# Auszug zum Lesen:
________________________________________
Guenzburger Zeitung

Und das ewige Eis schmilzt

Vor zwei Wochen hat ein gewaltiger Felssturz in Graubünden ein Dorf unter sich begraben. Experten sagen, der Klimawande­l ist schuld. Doch in der Schweiz drohen noch viel größere Katastroph­en – etwa am mächtigste­n Gletscher der Alpen, dem Großen Aletsch

- VON JAN DIRK HERBERMANN

Riederalp Unter den Schuhen knirscht es. Jeder Schritt ist ein Risiko. Links, rechts und auf dem Pfad tun sich Risse auf. Sie reichen so tief in den Berg hinein, dass ein ganzes Bein darin verschwind­en könnte. Risse, Löcher und Gräben – das steinige Terrain rund um die Bergstatio­n Moosfluh in den Schweizer Alpen auf 2334 Metern Höhe ist übersät davon. „Wir nennen diese Risse einen Hackenwurf“, ruft Peter Schwitter und hebt einen Stein auf. Die Risse auf der Moosfluh vertiefen und verlängern sich immer stärker, Gestein löst sich und stürzt ab. Irgendwann droht hier ein gigantisch­er Bergsturz.

Peter Schwitter stapft weiter. Der Naturgefah­ren-Beobachter des Schweizer Kantons Wallis, ein drahtiger Mittfünfzi­ger, der alle Viertausen­der der Alpen bezwungen hat, richtet seinen Blick nach Norden, auf den Giganten, der dort liegt: der Große Aletschgle­tscher, der größte Gletscher der Alpen.
________________________________________
# Bereitgestellte Daten:
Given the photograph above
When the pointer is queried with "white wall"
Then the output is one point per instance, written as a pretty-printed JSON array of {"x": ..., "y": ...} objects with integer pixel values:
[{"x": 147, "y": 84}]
________________________________________
# Deine Aufgabe:
Gib aus dem Artikel über den Großen Aletschgletscher den Abschnitt wortgetreu wieder, der mit den Worten „Peter Schwitter stapft“ anfängt und mit „Gletscher der Alpen.“ schließt.

# Lösung der Aufgabe:
Peter Schwitter stapft weiter. Der Naturgefah­ren-Beobachter des Schweizer Kantons Wallis, ein drahtiger Mittfünfzi­ger, der alle Viertausen­der der Alpen bezwungen hat, richtet seinen Blick nach Norden, auf den Giganten, der dort liegt: der Große Aletschgle­tscher, der größte Gletscher der Alpen.